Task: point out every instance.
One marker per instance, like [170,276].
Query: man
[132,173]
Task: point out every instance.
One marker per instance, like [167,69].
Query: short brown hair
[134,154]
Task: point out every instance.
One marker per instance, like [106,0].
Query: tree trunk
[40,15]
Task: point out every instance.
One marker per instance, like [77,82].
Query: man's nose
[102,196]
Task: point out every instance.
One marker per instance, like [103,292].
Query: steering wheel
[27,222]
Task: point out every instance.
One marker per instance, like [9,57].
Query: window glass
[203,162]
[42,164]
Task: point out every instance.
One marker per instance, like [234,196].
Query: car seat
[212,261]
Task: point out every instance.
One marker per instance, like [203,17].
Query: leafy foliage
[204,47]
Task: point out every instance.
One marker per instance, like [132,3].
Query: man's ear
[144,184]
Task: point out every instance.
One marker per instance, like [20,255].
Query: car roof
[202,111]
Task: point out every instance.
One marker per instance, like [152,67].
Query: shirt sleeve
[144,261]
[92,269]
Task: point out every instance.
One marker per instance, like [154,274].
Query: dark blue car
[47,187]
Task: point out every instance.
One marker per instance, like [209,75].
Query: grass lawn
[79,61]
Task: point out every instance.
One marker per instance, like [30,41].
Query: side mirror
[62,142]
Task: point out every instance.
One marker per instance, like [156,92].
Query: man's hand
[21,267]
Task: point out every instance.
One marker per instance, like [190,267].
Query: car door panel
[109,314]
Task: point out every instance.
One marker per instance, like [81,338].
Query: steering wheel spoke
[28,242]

### Problem to solve
Copy the lines above exactly, beginning at the line containing "One marker per instance, like [167,69]." and stopping at the last line.

### Completed exercise
One marker per instance, like [167,69].
Query: short brown hair
[134,154]
Task: point out every instance.
One marker per instance, like [106,0].
Query: tree trunk
[40,15]
Task: point out every instance.
One marker per instance, like [77,82].
Query: man's nose
[102,196]
Task: point out every instance.
One marker per instance, like [103,292].
Query: steering wheel
[27,222]
Task: point out every instance.
One marker per instance, like [9,57].
Query: window glass
[203,162]
[42,164]
Task: point out every instance.
One marker per instance, like [234,196].
Query: car seat
[212,261]
Task: point out every instance.
One marker per instance, like [203,17].
Query: leafy foliage
[204,47]
Task: point out every instance.
One marker per instance, like [132,3].
Query: man's ear
[144,184]
Task: point out every instance.
One marker per instance, like [20,255].
Query: car roof
[202,111]
Task: point out every instance.
One marker per instance, like [152,67].
Query: shirt sleeve
[144,261]
[92,269]
Task: point out every instance.
One marker per instance, like [154,274].
Query: dark blue car
[47,187]
Task: point out every instance.
One marker per instance, like [209,75].
Query: grass lawn
[79,61]
Task: point out every instance.
One marker per instance, like [30,41].
Query: side mirror
[62,142]
Task: point out every instance.
One marker per instance, like [156,92].
Query: man's hand
[21,267]
Task: point out every instance.
One marker per instance, like [190,267].
Query: car door panel
[109,314]
Task: point out every instance.
One marker per instance, like [81,338].
Query: steering wheel spoke
[28,242]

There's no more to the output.